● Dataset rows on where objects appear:
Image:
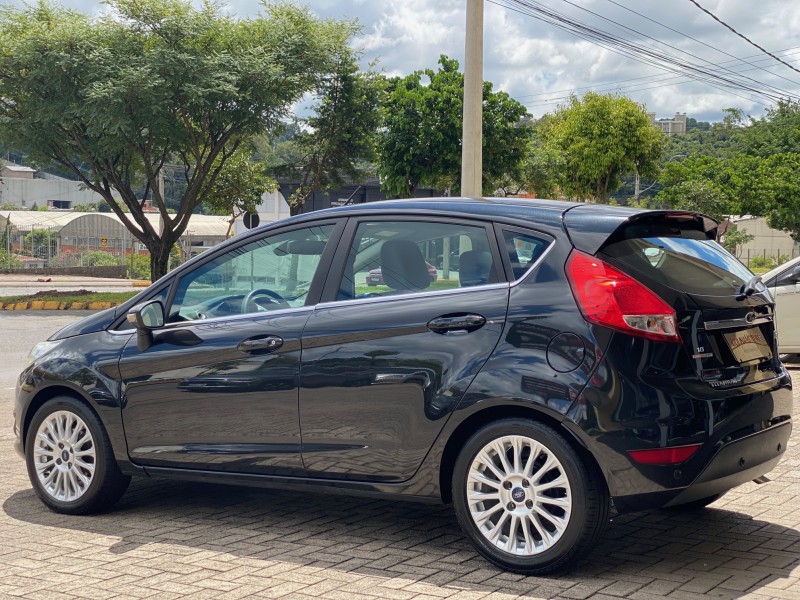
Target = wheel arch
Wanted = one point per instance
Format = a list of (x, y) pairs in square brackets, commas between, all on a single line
[(48, 393), (475, 421), (109, 417)]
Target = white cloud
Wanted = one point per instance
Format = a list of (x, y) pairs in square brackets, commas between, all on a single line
[(535, 61)]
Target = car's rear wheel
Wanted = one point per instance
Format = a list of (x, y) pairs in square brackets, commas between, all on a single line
[(69, 458), (525, 498)]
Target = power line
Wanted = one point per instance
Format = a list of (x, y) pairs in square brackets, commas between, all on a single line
[(744, 37), (644, 54), (609, 87), (687, 36), (635, 31), (616, 83)]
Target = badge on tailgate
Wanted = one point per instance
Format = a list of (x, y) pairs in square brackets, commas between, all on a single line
[(748, 344)]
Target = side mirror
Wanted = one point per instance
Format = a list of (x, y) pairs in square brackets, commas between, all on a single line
[(146, 317)]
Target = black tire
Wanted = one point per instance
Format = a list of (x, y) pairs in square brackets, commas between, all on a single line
[(696, 504), (585, 490), (92, 482)]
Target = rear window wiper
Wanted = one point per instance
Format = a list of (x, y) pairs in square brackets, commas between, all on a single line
[(751, 287)]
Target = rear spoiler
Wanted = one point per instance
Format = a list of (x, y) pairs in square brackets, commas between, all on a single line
[(592, 226)]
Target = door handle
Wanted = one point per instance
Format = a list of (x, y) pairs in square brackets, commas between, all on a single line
[(261, 344), (456, 322)]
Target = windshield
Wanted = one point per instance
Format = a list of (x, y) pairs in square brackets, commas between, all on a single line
[(695, 266)]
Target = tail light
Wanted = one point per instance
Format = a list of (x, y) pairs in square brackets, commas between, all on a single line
[(664, 456), (609, 297)]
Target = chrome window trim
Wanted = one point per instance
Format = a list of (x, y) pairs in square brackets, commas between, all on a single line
[(225, 319), (534, 266), (422, 294)]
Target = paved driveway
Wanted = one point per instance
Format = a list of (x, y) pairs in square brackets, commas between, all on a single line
[(180, 540)]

● Task to carry out: Please return the lines from the one containing "Target = door handle" through the one containing "[(695, 266)]", both included, copied character for character and with no other lines.

● Exercise solution:
Target = door handle
Wanted = one point per instance
Format = a list of (x, y) pairs in square brackets, commas between, all on a single line
[(261, 344), (456, 322)]
Target = windshield
Wanted = one point per instance
Format = a list of (x, y) pairs in square brackets, commas between, all on a single line
[(695, 266)]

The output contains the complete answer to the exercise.